WORK INSTRUCTIONS -> Copy out the rows below, swapping every "vertex" for "corner" and leaving everything else unchanged.

GIVEN DATA ->
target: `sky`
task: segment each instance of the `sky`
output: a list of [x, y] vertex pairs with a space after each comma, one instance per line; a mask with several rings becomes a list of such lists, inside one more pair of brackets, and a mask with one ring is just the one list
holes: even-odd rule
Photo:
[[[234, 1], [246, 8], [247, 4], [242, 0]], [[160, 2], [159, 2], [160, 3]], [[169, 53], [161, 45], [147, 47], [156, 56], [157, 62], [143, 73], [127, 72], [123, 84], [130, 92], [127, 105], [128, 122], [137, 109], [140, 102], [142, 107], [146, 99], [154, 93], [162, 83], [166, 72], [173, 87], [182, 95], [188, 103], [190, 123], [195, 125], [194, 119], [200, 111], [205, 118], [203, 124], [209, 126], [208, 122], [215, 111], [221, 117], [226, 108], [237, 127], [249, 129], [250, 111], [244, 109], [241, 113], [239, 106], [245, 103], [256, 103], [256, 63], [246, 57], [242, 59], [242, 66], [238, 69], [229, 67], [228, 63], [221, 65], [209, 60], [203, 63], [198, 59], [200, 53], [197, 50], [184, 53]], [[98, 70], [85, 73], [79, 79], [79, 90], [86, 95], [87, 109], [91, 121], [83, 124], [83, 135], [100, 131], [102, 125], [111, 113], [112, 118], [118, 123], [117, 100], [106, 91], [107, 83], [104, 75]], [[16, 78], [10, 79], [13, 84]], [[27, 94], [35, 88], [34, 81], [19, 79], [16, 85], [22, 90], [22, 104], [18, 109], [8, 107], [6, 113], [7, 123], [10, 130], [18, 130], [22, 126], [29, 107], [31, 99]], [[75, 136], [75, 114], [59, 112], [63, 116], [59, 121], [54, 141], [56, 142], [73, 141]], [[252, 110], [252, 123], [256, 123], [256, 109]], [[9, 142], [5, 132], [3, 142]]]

ANSWER TO THE EXERCISE ->
target: `sky`
task: segment each instance of the `sky`
output: a list of [x, y] corner pairs with a space after each comma, one instance per line; a mask with several rings becomes a list of such lists, inside one more pair of brackets, and a mask with one ring is just the one list
holes: even-odd rule
Photo:
[[[234, 1], [246, 8], [247, 4], [242, 0]], [[160, 2], [159, 2], [160, 3]], [[169, 53], [161, 45], [147, 47], [156, 56], [157, 62], [143, 73], [127, 72], [123, 84], [130, 92], [127, 105], [128, 122], [137, 109], [140, 102], [142, 107], [146, 99], [154, 93], [162, 83], [166, 72], [173, 87], [182, 95], [188, 103], [190, 123], [195, 125], [194, 119], [200, 111], [205, 118], [203, 124], [209, 126], [208, 122], [215, 111], [221, 117], [226, 108], [237, 127], [249, 129], [250, 111], [244, 109], [241, 113], [239, 106], [245, 103], [256, 103], [256, 63], [246, 57], [242, 59], [242, 66], [238, 69], [229, 67], [228, 63], [221, 65], [209, 60], [203, 63], [198, 59], [200, 53], [197, 50], [184, 53]], [[98, 70], [85, 73], [79, 79], [79, 90], [86, 95], [87, 109], [91, 121], [83, 124], [83, 135], [100, 131], [102, 125], [111, 113], [112, 118], [118, 123], [117, 100], [106, 91], [107, 83], [104, 75]], [[16, 78], [10, 79], [13, 84]], [[27, 94], [35, 88], [34, 81], [19, 79], [16, 85], [22, 90], [22, 104], [18, 109], [8, 107], [6, 113], [7, 123], [10, 130], [18, 130], [22, 126], [29, 107], [31, 99]], [[75, 136], [75, 114], [59, 112], [63, 116], [59, 121], [54, 141], [56, 142], [73, 141]], [[252, 110], [252, 123], [256, 123], [256, 109]], [[9, 142], [5, 132], [3, 142]]]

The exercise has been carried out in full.